> _To do_:
Recast every line of the records below as a row in a Markdown table with the columns "No." and "Line." Number the rows in order and skip any blank lines.

(Object position labeling entries)
------------------------------------

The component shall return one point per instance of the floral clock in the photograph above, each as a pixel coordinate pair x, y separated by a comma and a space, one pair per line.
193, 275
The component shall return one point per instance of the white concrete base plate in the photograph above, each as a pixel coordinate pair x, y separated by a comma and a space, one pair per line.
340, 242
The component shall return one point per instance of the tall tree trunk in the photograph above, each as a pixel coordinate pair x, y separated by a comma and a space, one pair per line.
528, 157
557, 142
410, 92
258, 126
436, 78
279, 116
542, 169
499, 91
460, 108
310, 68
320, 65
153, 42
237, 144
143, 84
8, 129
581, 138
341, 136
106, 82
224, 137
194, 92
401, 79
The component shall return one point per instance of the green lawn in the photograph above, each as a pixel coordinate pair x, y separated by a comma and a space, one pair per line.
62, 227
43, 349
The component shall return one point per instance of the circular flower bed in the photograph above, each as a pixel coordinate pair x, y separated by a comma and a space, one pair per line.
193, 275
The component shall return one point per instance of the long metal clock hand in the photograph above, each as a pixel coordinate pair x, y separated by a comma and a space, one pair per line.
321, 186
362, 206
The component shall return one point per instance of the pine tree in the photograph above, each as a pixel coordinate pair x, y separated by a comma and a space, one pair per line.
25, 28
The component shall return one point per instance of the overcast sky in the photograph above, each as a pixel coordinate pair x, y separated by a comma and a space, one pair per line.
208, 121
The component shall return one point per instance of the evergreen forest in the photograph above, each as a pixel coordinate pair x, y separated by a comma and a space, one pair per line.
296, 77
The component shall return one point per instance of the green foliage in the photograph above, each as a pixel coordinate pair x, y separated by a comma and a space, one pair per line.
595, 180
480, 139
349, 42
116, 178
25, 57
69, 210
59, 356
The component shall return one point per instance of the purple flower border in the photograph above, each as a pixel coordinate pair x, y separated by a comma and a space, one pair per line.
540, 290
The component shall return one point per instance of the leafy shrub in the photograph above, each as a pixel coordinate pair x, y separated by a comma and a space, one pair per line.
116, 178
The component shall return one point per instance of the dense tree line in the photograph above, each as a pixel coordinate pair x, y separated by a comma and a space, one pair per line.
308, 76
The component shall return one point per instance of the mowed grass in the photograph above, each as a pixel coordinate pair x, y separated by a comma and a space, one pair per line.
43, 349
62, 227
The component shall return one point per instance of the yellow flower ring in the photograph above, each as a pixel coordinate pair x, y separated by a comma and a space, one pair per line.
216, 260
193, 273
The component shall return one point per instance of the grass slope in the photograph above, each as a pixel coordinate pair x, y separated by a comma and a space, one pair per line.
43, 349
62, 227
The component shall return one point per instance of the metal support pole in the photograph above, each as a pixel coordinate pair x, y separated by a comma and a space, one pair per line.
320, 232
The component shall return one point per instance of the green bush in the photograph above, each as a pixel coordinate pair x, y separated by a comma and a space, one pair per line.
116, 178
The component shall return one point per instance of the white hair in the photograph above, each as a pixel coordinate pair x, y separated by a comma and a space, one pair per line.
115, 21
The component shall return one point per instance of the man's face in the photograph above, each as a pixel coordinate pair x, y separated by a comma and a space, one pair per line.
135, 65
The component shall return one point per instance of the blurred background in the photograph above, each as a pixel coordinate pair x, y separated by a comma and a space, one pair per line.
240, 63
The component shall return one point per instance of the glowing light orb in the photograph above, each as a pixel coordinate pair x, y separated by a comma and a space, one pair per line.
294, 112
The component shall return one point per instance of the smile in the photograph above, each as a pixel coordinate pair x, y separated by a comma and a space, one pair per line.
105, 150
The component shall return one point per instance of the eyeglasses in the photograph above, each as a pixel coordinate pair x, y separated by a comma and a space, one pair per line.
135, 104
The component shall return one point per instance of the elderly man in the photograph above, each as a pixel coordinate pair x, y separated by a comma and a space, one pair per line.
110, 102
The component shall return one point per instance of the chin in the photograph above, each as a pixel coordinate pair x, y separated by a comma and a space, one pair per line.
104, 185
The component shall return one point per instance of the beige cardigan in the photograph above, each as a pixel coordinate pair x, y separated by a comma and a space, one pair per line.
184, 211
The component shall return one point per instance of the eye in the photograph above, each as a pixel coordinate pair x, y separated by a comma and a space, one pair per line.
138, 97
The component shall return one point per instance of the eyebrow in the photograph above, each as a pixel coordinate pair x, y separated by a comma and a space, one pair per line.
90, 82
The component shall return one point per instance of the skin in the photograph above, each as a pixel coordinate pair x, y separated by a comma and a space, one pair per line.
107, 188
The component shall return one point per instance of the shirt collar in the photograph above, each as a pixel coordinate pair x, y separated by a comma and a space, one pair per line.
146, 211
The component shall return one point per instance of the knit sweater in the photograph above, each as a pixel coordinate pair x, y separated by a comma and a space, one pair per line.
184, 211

------------------------------------

> _Output of the exercise_:
| No. | Line |
|---|---|
| 1 | The component shall return one point per instance of the floral clock in the photograph above, each as a pixel coordinate pair x, y separated by a comma and a space, one pair per line. |
| 2 | 193, 275 |
| 3 | The component shall return one point per instance of the white concrete base plate in the photograph above, each as a pixel coordinate pair x, y separated by a comma and a space, one pair per line. |
| 4 | 340, 242 |
| 5 | The component shall return one point per instance of the tall tree trunk in the photograph above, each as a pixel coordinate pair x, y separated by a comma and a space, one pair per line. |
| 6 | 528, 157 |
| 7 | 557, 142 |
| 8 | 410, 92 |
| 9 | 258, 126 |
| 10 | 436, 78 |
| 11 | 279, 116 |
| 12 | 542, 169 |
| 13 | 499, 91 |
| 14 | 460, 108 |
| 15 | 310, 68 |
| 16 | 320, 65 |
| 17 | 153, 42 |
| 18 | 237, 144 |
| 19 | 143, 84 |
| 20 | 8, 129 |
| 21 | 581, 138 |
| 22 | 341, 136 |
| 23 | 106, 82 |
| 24 | 224, 137 |
| 25 | 194, 92 |
| 26 | 401, 79 |
| 27 | The component shall return one point per instance of the green lawn in the photograph above, each as a pixel coordinate pair x, y separated by a comma and a space, one pair per line. |
| 28 | 62, 227 |
| 29 | 43, 349 |
| 30 | The component shall return one point per instance of the circular flower bed in the photograph above, each as a pixel coordinate pair x, y separated by a comma and a space, one pair per line. |
| 31 | 193, 275 |
| 32 | The component shall return one point per instance of the long metal clock hand in the photograph above, each as a pixel coordinate pair x, y separated by a comma and a space, one pair per line. |
| 33 | 321, 186 |
| 34 | 362, 206 |
| 35 | The component shall return one point per instance of the pine tree in the photograph above, each as a pixel coordinate pair x, y separated by a comma and a space, one pair per line. |
| 36 | 25, 28 |
| 37 | The component shall return one point per instance of the overcast sky in the photograph above, each as a pixel coordinate pair x, y separated by a comma and a space, one pair per line. |
| 38 | 208, 121 |
| 39 | The component shall return one point per instance of the evergreen forest in the photograph above, each as a pixel coordinate pair x, y separated by a comma and a space, one pair per line. |
| 40 | 296, 77 |
| 41 | The component shall return one point per instance of the green foliage in the photograph above, each as a pixel coordinate pair x, y separated by a comma and a space, one pair per line. |
| 42 | 595, 180 |
| 43 | 480, 139 |
| 44 | 349, 42 |
| 45 | 116, 178 |
| 46 | 25, 57 |
| 47 | 69, 210 |
| 48 | 59, 356 |
| 49 | The component shall return one point per instance of the purple flower border in the photograph above, each as a pixel coordinate pair x, y separated by a comma and a space, one pair per line. |
| 50 | 540, 290 |
| 51 | The component shall return one point per instance of the leafy shrub in the photograph above, each as a pixel coordinate pair x, y separated by a comma and a space, one pair per line. |
| 52 | 116, 178 |
| 53 | The component shall return one point per instance of the dense tree line in the photograph above, each as a pixel coordinate pair x, y separated by a comma and a space, one pair per line. |
| 54 | 308, 76 |
| 55 | The component shall return one point per instance of the mowed grass in the photograph above, each as a pixel coordinate pair x, y separated by a comma and a space, one pair per line. |
| 56 | 43, 349 |
| 57 | 62, 227 |
| 58 | The component shall return one point per instance of the yellow flower ring in the photograph above, each as a pixel coordinate pair x, y separated by a comma and a space, one pair per line. |
| 59 | 216, 260 |
| 60 | 193, 273 |
| 61 | The component shall return one point per instance of the grass slope in the photograph above, each as a pixel coordinate pair x, y separated by a comma and a space, one pair per line. |
| 62 | 43, 349 |
| 63 | 62, 227 |
| 64 | The component shall return one point per instance of the metal support pole in the photograph above, each as a pixel coordinate pair x, y separated by a comma and a space, one pair per line. |
| 65 | 320, 232 |
| 66 | The component shall return one point per instance of the green bush in the photograph above, each as a pixel coordinate pair x, y separated by a comma and a space, one pair per line. |
| 67 | 116, 178 |
| 68 | The component shall return one point per instance of the white hair in the photograph above, each as a pixel coordinate pair x, y separated by a comma and a space, one pair per line. |
| 69 | 115, 21 |
| 70 | The component shall return one point per instance of the man's face in the photograph above, each as a pixel coordinate pair x, y separated by a comma and a space, one pair per line. |
| 71 | 135, 65 |
| 72 | The component shall return one point per instance of the blurred background in the photograph above, each as a pixel coordinate pair x, y separated by a comma and a space, one pair per line. |
| 73 | 240, 63 |
| 74 | The component shall return one point per instance of the glowing light orb in the photograph above, each as a pixel coordinate pair x, y separated by a comma and a space, one pair per line. |
| 75 | 294, 112 |
| 76 | The component shall return one point per instance of the smile in the photograph above, each as a pixel coordinate pair x, y separated by a comma and a space, one pair per line. |
| 77 | 105, 150 |
| 78 | The component shall return one point per instance of the eyeglasses in the photograph above, each as a pixel coordinate pair x, y separated by a comma and a space, one pair per line. |
| 79 | 135, 104 |
| 80 | The component shall return one point per instance of the elderly man in the photograph above, each as a pixel coordinate pair x, y separated by a comma and a space, one pair per line. |
| 81 | 110, 102 |
| 82 | The component shall return one point per instance of the chin in the photograph above, each as a pixel coordinate pair x, y separated by a comma and a space, one pair per line. |
| 83 | 104, 185 |
| 84 | The component shall return one point per instance of the beige cardigan in the photograph above, each as a pixel coordinate pair x, y separated by a comma and a space, one pair per line. |
| 85 | 184, 211 |
| 86 | The component shall return one point per instance of the eye in the photograph above, each as a pixel coordinate pair x, y separated by a comma and a space, one pair per line. |
| 87 | 138, 97 |
| 88 | The component shall return one point per instance of the eyebrow in the photograph above, each as a pixel coordinate pair x, y separated by a comma and a space, one pair per line. |
| 89 | 90, 82 |
| 90 | The component shall return one point per instance of the skin in the photograph above, each as a pixel coordinate pair x, y separated by a comma and a space, one pair per line. |
| 91 | 107, 188 |
| 92 | The component shall return one point per instance of the shirt collar in the photograph above, each as a pixel coordinate pair x, y separated by a comma and a space, one pair per line. |
| 93 | 146, 211 |
| 94 | The component shall return one point per instance of the knit sweater in the photograph above, each as a pixel coordinate pair x, y separated by a comma and a space, one pair per line. |
| 95 | 184, 211 |